Stated exercise:
Please repeat the records word for word from the start of the records through the line holding "column 371, row 274", inclusive, and leave the pictures out of your answer.

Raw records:
>> Start
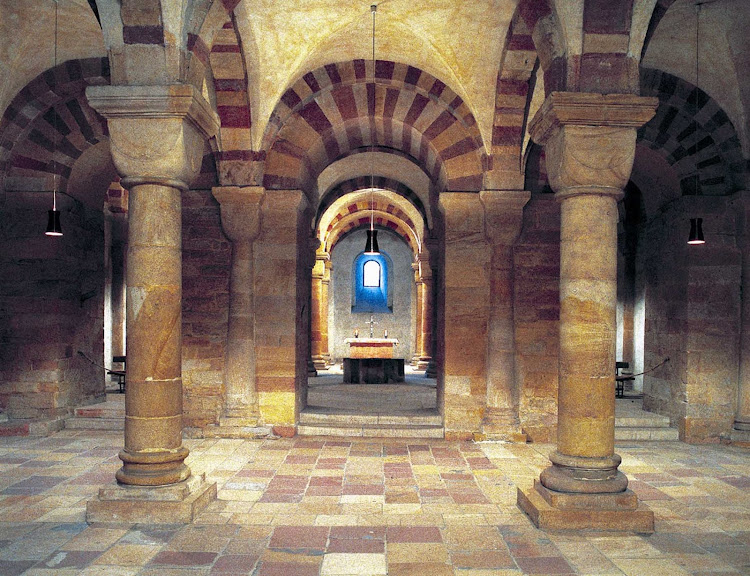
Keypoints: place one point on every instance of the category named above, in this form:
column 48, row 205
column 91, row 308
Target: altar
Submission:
column 371, row 361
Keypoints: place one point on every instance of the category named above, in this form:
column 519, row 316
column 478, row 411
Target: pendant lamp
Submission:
column 696, row 224
column 371, row 246
column 696, row 231
column 53, row 216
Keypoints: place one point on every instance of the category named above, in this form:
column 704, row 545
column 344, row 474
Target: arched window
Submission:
column 370, row 279
column 371, row 274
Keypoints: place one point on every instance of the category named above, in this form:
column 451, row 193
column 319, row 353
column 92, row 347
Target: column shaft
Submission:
column 588, row 299
column 316, row 316
column 742, row 418
column 418, row 314
column 153, row 453
column 425, row 341
column 241, row 396
column 503, row 221
column 325, row 351
column 589, row 142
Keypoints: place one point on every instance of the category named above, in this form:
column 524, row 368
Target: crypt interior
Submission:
column 531, row 169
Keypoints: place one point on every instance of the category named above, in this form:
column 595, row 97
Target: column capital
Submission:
column 589, row 140
column 503, row 214
column 157, row 133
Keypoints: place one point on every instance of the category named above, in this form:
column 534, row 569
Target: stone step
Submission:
column 650, row 421
column 407, row 424
column 78, row 423
column 108, row 415
column 372, row 431
column 342, row 418
column 104, row 410
column 659, row 434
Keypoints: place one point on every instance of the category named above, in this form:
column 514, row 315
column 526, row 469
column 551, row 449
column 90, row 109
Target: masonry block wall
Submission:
column 206, row 260
column 51, row 307
column 537, row 313
column 693, row 318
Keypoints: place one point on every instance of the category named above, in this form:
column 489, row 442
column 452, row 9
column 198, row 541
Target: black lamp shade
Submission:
column 53, row 223
column 371, row 246
column 696, row 231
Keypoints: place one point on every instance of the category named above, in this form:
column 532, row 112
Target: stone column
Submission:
column 240, row 219
column 281, row 355
column 425, row 339
column 589, row 143
column 318, row 311
column 503, row 219
column 418, row 315
column 742, row 418
column 157, row 135
column 467, row 306
column 325, row 350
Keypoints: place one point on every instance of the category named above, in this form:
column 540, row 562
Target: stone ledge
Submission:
column 546, row 517
column 180, row 503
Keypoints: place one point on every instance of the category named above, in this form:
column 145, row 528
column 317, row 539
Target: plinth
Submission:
column 551, row 510
column 171, row 504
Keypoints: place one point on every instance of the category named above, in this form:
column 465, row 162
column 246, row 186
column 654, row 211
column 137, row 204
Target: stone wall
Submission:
column 693, row 318
column 51, row 307
column 206, row 260
column 537, row 311
column 341, row 320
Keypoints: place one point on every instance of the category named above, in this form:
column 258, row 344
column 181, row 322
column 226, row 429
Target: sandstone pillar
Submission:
column 240, row 218
column 503, row 220
column 418, row 314
column 589, row 142
column 282, row 258
column 157, row 134
column 467, row 306
column 319, row 310
column 325, row 350
column 742, row 418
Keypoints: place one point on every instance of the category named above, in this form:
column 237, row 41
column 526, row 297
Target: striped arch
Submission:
column 51, row 114
column 703, row 143
column 659, row 10
column 514, row 90
column 363, row 182
column 357, row 215
column 547, row 37
column 217, row 54
column 334, row 110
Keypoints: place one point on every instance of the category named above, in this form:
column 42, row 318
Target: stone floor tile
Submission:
column 544, row 565
column 128, row 555
column 408, row 552
column 95, row 539
column 342, row 564
column 300, row 537
column 419, row 569
column 230, row 564
column 15, row 567
column 626, row 547
column 102, row 570
column 396, row 534
column 649, row 567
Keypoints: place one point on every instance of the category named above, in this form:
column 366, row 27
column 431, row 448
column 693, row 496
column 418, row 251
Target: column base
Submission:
column 320, row 362
column 175, row 504
column 551, row 510
column 740, row 435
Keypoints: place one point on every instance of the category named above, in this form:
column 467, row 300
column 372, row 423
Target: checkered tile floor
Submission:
column 341, row 507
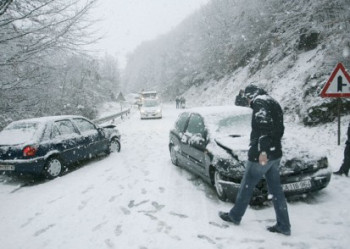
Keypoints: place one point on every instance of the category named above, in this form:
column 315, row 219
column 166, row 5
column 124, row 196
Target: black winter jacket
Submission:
column 267, row 128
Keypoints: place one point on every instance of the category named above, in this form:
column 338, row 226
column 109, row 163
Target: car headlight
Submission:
column 322, row 163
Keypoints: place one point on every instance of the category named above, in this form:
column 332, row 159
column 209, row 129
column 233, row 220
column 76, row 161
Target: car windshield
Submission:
column 229, row 121
column 18, row 133
column 151, row 103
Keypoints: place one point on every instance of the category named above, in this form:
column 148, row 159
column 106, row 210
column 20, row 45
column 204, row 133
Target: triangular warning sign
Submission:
column 338, row 85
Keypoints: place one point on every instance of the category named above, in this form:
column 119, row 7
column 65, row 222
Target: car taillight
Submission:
column 30, row 150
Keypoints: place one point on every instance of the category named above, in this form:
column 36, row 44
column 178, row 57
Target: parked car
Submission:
column 212, row 142
column 47, row 145
column 151, row 108
column 148, row 95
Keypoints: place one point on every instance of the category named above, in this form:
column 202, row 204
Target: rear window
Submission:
column 181, row 121
column 151, row 103
column 19, row 133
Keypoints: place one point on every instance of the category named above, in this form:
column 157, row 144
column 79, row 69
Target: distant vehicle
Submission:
column 151, row 108
column 133, row 98
column 212, row 142
column 46, row 146
column 149, row 95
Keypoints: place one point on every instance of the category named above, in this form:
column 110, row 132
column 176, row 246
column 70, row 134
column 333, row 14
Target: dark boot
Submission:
column 225, row 216
column 275, row 229
column 341, row 172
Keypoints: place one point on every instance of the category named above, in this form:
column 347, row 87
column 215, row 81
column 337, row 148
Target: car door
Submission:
column 177, row 134
column 193, row 143
column 94, row 140
column 67, row 139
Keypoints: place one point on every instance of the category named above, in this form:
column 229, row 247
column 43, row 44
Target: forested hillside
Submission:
column 44, row 69
column 288, row 47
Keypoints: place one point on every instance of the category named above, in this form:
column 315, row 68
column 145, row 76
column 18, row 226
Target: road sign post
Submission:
column 338, row 86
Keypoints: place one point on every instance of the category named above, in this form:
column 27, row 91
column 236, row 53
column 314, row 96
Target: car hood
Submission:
column 150, row 109
column 231, row 152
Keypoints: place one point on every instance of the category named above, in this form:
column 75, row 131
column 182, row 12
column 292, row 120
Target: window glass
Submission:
column 181, row 122
column 196, row 125
column 84, row 125
column 65, row 127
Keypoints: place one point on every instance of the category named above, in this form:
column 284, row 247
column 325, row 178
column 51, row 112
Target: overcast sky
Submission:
column 127, row 23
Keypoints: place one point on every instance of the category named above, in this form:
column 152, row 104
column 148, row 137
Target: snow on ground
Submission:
column 138, row 199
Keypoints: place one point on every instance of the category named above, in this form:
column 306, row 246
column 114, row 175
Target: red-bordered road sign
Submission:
column 338, row 85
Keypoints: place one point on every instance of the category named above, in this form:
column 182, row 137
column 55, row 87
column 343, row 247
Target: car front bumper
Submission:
column 151, row 115
column 292, row 186
column 31, row 166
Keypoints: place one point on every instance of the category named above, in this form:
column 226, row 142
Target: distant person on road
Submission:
column 241, row 100
column 344, row 168
column 177, row 100
column 264, row 158
column 183, row 102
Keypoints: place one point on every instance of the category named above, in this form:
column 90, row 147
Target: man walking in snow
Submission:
column 264, row 157
column 344, row 168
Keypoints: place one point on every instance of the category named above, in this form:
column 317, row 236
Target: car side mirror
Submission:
column 197, row 140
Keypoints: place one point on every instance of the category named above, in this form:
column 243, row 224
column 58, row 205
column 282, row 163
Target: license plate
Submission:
column 7, row 167
column 296, row 186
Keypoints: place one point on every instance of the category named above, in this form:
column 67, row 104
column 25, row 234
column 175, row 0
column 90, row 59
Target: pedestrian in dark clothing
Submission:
column 241, row 100
column 264, row 157
column 183, row 102
column 344, row 168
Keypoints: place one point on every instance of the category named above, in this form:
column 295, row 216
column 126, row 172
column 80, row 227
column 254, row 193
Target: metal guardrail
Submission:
column 113, row 116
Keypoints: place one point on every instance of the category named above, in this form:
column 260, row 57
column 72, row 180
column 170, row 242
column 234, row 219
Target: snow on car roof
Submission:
column 225, row 119
column 46, row 119
column 28, row 130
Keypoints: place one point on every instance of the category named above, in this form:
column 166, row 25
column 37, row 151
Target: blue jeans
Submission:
column 253, row 174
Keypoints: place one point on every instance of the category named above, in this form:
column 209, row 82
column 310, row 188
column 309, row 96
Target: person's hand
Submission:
column 263, row 158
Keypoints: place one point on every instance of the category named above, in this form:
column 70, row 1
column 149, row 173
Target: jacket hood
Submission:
column 252, row 91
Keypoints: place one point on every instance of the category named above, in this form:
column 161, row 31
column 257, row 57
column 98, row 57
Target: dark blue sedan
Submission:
column 46, row 146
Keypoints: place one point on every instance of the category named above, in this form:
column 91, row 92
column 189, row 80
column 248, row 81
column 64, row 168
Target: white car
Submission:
column 151, row 108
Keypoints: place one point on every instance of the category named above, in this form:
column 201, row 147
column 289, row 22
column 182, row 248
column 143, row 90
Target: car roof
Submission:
column 47, row 119
column 224, row 120
column 219, row 111
column 145, row 92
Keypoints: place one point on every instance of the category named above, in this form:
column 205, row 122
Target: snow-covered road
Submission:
column 138, row 199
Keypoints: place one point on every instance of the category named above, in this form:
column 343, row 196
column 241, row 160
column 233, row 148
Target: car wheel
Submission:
column 53, row 168
column 218, row 187
column 114, row 145
column 173, row 156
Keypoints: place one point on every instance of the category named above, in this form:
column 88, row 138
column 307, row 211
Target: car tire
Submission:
column 220, row 192
column 114, row 145
column 53, row 168
column 173, row 156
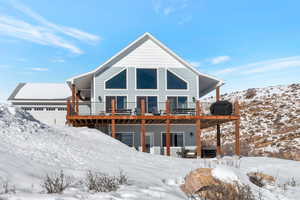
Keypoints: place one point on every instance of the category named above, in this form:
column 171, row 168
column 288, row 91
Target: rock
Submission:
column 261, row 179
column 197, row 180
column 201, row 183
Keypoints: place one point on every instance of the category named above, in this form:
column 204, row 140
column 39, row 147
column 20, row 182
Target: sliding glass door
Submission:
column 177, row 102
column 150, row 102
column 121, row 102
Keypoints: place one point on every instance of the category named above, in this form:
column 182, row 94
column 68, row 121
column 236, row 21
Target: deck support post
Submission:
column 219, row 151
column 168, row 129
column 113, row 121
column 198, row 131
column 73, row 98
column 68, row 112
column 143, row 130
column 77, row 105
column 237, row 128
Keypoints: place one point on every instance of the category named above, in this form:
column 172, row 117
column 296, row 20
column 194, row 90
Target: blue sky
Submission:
column 247, row 43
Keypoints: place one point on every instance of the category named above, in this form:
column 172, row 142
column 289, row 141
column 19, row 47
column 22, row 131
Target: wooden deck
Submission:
column 167, row 119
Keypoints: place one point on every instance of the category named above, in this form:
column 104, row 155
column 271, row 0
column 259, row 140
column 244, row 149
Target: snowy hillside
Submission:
column 270, row 122
column 29, row 150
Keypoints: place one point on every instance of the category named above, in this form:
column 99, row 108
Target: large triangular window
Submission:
column 117, row 82
column 174, row 82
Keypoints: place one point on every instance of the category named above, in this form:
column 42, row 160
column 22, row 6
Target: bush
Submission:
column 224, row 191
column 56, row 183
column 6, row 188
column 101, row 182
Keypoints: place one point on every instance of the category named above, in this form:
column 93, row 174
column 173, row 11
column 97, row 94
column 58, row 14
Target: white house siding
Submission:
column 149, row 54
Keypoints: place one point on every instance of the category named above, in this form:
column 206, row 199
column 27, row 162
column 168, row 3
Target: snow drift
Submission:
column 29, row 150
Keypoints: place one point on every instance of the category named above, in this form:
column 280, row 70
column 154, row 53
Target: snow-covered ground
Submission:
column 29, row 150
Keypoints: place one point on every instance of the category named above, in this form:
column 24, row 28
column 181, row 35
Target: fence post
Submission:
column 113, row 121
column 198, row 131
column 237, row 128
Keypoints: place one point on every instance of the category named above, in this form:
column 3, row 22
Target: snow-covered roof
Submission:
column 41, row 91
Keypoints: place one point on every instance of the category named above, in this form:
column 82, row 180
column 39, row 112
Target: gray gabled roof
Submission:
column 130, row 47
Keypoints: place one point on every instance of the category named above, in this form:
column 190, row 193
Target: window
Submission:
column 50, row 109
column 174, row 82
column 176, row 139
column 121, row 102
column 26, row 108
column 38, row 109
column 117, row 82
column 150, row 101
column 177, row 102
column 146, row 78
column 126, row 138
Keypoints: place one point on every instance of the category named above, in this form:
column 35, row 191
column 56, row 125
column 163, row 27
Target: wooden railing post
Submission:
column 237, row 128
column 73, row 97
column 68, row 112
column 219, row 151
column 168, row 129
column 198, row 131
column 143, row 130
column 218, row 93
column 113, row 121
column 77, row 105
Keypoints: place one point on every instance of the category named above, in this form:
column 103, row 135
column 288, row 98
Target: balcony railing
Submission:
column 134, row 108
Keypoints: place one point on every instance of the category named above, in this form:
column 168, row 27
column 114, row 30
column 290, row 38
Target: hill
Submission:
column 270, row 122
column 29, row 150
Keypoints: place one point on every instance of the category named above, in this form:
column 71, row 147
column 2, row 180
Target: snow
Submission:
column 44, row 91
column 224, row 174
column 29, row 150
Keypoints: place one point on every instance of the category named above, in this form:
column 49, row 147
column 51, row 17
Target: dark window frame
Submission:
column 176, row 76
column 147, row 108
column 137, row 85
column 174, row 139
column 177, row 101
column 108, row 105
column 115, row 75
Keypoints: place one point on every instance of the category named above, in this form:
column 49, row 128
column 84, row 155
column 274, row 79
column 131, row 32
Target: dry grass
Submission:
column 56, row 183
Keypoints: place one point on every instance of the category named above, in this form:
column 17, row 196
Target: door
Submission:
column 149, row 141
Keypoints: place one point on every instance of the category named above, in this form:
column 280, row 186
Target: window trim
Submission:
column 166, row 81
column 115, row 74
column 157, row 78
column 176, row 132
column 111, row 95
column 143, row 95
column 133, row 137
column 187, row 98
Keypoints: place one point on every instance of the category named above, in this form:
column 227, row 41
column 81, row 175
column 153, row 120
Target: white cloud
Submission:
column 263, row 66
column 58, row 60
column 39, row 69
column 220, row 59
column 44, row 32
column 185, row 19
column 167, row 7
column 195, row 63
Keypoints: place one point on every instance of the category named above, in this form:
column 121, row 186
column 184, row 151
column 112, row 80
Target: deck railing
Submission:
column 134, row 108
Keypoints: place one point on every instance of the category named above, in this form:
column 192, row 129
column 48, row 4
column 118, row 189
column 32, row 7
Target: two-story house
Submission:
column 147, row 97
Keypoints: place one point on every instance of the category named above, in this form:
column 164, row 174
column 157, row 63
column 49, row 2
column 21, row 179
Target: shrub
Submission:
column 101, row 182
column 224, row 191
column 56, row 183
column 6, row 188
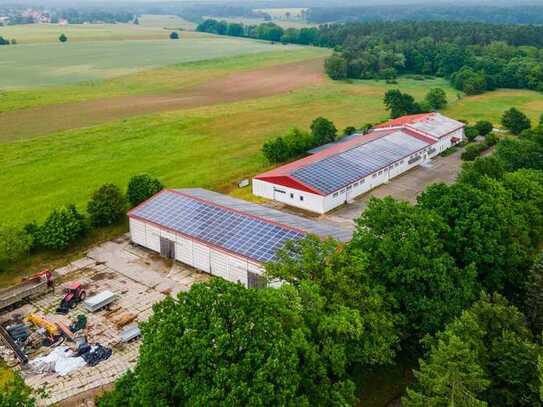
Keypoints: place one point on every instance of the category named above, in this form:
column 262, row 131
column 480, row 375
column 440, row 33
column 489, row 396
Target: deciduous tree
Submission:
column 437, row 98
column 323, row 131
column 515, row 121
column 142, row 187
column 106, row 206
column 406, row 249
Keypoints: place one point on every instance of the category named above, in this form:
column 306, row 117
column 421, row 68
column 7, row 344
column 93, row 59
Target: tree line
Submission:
column 488, row 13
column 266, row 31
column 296, row 143
column 64, row 226
column 476, row 57
column 456, row 278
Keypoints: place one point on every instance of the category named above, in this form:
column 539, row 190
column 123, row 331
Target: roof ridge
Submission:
column 237, row 211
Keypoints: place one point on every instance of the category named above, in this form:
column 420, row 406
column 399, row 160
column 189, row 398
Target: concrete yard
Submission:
column 139, row 278
column 406, row 187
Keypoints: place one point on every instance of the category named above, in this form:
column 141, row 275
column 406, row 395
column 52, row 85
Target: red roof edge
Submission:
column 210, row 203
column 289, row 182
column 401, row 121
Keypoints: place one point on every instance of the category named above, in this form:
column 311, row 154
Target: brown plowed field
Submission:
column 236, row 87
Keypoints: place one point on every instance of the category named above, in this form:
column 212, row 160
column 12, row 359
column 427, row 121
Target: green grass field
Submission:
column 165, row 79
column 151, row 27
column 211, row 147
column 56, row 64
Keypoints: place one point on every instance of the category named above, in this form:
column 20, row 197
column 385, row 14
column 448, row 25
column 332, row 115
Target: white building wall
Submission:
column 290, row 196
column 196, row 254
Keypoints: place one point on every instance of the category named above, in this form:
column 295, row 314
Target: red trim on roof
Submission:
column 249, row 259
column 287, row 169
column 419, row 135
column 289, row 182
column 402, row 121
column 187, row 195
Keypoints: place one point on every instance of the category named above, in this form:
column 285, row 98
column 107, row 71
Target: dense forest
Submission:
column 92, row 15
column 515, row 14
column 475, row 56
column 456, row 278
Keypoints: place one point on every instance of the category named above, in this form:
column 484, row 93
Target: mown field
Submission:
column 71, row 62
column 152, row 81
column 212, row 146
column 151, row 27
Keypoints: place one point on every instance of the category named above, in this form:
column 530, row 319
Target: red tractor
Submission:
column 73, row 295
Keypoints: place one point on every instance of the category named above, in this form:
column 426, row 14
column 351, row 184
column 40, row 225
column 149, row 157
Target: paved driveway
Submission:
column 405, row 187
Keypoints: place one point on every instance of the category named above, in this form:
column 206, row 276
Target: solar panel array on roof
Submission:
column 238, row 233
column 436, row 125
column 320, row 228
column 338, row 171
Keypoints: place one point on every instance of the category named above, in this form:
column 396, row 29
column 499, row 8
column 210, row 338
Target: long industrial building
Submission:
column 345, row 170
column 218, row 234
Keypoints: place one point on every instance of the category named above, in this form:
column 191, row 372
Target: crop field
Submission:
column 150, row 28
column 182, row 146
column 56, row 63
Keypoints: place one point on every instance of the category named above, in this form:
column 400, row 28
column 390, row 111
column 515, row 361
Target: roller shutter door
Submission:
column 137, row 232
column 201, row 256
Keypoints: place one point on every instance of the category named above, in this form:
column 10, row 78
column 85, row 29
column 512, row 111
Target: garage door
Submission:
column 201, row 256
column 183, row 251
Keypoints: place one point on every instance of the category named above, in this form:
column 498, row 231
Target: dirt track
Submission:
column 236, row 87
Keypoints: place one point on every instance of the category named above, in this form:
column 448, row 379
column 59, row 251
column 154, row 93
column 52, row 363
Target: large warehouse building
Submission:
column 341, row 172
column 218, row 234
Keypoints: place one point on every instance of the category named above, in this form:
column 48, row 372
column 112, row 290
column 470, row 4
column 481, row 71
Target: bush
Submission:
column 473, row 151
column 484, row 127
column 107, row 205
column 280, row 149
column 349, row 130
column 142, row 187
column 515, row 121
column 491, row 139
column 366, row 128
column 14, row 243
column 323, row 131
column 336, row 67
column 471, row 133
column 61, row 228
column 436, row 98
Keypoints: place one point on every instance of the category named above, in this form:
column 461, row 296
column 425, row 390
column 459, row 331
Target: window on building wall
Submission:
column 256, row 281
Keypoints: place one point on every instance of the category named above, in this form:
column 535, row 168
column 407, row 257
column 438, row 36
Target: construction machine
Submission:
column 73, row 295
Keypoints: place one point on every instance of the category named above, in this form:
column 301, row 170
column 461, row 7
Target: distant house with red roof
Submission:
column 344, row 170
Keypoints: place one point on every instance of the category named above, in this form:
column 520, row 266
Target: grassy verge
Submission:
column 35, row 262
column 211, row 147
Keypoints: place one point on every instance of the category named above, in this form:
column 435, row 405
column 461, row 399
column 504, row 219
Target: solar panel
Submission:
column 233, row 231
column 338, row 171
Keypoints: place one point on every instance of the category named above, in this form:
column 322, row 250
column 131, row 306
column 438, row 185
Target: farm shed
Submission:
column 337, row 174
column 218, row 234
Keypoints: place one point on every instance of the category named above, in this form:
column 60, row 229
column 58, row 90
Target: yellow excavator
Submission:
column 50, row 327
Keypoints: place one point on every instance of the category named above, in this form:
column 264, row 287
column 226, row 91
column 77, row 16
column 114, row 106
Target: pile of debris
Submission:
column 34, row 332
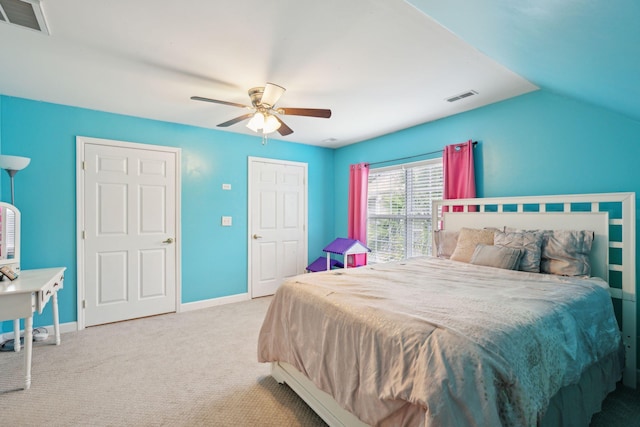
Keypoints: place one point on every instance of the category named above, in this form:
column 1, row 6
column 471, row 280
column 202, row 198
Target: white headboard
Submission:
column 612, row 217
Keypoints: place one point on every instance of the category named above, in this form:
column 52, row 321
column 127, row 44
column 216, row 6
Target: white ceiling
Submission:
column 379, row 65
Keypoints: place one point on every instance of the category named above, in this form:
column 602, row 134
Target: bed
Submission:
column 439, row 342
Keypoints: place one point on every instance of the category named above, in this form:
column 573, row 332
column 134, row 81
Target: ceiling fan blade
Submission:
column 236, row 120
column 216, row 101
column 272, row 94
column 283, row 130
column 310, row 112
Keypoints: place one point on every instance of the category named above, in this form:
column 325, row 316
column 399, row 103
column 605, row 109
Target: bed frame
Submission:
column 611, row 216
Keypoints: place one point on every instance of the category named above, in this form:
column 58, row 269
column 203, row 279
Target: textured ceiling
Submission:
column 379, row 65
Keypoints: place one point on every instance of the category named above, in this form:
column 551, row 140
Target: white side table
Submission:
column 22, row 297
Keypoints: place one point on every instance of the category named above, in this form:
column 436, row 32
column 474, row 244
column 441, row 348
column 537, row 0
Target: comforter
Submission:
column 436, row 342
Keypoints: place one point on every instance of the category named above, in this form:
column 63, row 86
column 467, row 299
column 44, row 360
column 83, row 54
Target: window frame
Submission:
column 407, row 218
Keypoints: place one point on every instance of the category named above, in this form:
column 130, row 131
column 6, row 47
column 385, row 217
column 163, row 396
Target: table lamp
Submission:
column 13, row 164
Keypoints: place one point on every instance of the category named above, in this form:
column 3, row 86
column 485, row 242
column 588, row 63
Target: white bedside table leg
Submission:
column 28, row 344
column 56, row 320
column 16, row 335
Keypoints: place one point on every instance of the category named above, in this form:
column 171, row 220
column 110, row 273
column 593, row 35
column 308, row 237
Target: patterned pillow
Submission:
>> End
Answer to this exercise:
Keypoints: place one point on every instance of the category named above, in this form:
column 48, row 205
column 91, row 308
Target: altar
Submission:
column 371, row 361
Keypoints: place one point on every instance of the category named above, in this form:
column 519, row 316
column 478, row 411
Target: pendant lamp
Submission:
column 696, row 224
column 371, row 246
column 696, row 231
column 53, row 216
Keypoints: place one point on every instance of the category named above, in this form:
column 704, row 545
column 344, row 474
Target: arched window
Submission:
column 370, row 279
column 371, row 274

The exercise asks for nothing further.